> [RECORDS SUPPLIED]

□ □ □

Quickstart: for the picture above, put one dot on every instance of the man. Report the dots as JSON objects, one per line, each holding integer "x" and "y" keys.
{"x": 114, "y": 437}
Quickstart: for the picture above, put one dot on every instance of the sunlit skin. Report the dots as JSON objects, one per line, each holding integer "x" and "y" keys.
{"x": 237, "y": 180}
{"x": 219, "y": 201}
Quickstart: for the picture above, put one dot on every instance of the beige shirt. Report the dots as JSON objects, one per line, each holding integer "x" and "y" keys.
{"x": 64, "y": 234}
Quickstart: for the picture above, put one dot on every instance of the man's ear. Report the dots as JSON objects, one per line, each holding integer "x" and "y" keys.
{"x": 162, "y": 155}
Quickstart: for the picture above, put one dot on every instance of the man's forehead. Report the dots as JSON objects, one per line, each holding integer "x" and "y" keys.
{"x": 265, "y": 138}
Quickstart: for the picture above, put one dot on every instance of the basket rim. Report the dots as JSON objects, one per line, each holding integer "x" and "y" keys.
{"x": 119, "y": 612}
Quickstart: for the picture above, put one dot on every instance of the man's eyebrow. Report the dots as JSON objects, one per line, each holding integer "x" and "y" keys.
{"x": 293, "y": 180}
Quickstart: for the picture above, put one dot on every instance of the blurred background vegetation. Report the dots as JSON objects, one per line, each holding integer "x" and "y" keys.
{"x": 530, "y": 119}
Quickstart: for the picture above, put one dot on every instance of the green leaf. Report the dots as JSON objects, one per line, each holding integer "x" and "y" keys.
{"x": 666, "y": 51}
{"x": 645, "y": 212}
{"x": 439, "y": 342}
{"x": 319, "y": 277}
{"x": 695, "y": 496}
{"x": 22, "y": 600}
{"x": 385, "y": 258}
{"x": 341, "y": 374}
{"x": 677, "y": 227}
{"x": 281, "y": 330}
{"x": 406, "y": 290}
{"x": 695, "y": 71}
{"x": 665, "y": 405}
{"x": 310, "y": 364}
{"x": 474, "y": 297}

□ □ □

> [TASK DETAILS] Take the entries above and set them all down again exactly as they read.

> [RESPONSE TO THIS TASK]
Quickstart: for the picture above, put one dot on every instance of the man. Report the dots as JSON objects, one per line, each holding integer "x" and "y" keys.
{"x": 114, "y": 437}
Quickstart: for the picture above, put one dot on every instance of the sunlit skin. Report the dots as JSON objects, one per line, each holding integer "x" and "y" keys.
{"x": 237, "y": 180}
{"x": 219, "y": 201}
Quickstart: for the picture above, put one dot on every instance of the beige shirt. Report the dots as JSON objects, one per line, each holding integer "x" and "y" keys.
{"x": 64, "y": 234}
Quickstart: for the picture above, put one dot on every instance of the man's ear. Report the dots as JSON objects, one per line, each holding integer "x" and "y" keys.
{"x": 162, "y": 155}
Quickstart: for the picture above, put one dot on every instance of the man's forehead. Report the dots as JSON objects, one per line, each holding integer "x" and "y" keys.
{"x": 265, "y": 138}
Quickstart: for the picture above, put one dot on every instance of the basket rim. Report the dots as JSON objects, one per line, each holding integer "x" and "y" keys.
{"x": 119, "y": 612}
Quickstart: for the picture above, put one dot on every instance of the man's eyebrow. Report the dots as JSON objects, one per line, each holding integer "x" and "y" keys.
{"x": 293, "y": 180}
Quickstart: for the picture above, put one dot on every instance of the blurred background vegetation. Report the dots as JSON objects, one per line, each holding integer "x" and "y" keys.
{"x": 530, "y": 119}
Quickstart: for the picture above, put one dot on every instance of the green leaf. Report the dots as JSON objects, one per line, each holding integer "x" and "y" keys.
{"x": 666, "y": 51}
{"x": 645, "y": 212}
{"x": 439, "y": 342}
{"x": 319, "y": 277}
{"x": 695, "y": 496}
{"x": 22, "y": 600}
{"x": 385, "y": 258}
{"x": 341, "y": 374}
{"x": 677, "y": 227}
{"x": 281, "y": 330}
{"x": 406, "y": 290}
{"x": 695, "y": 71}
{"x": 665, "y": 405}
{"x": 310, "y": 364}
{"x": 474, "y": 297}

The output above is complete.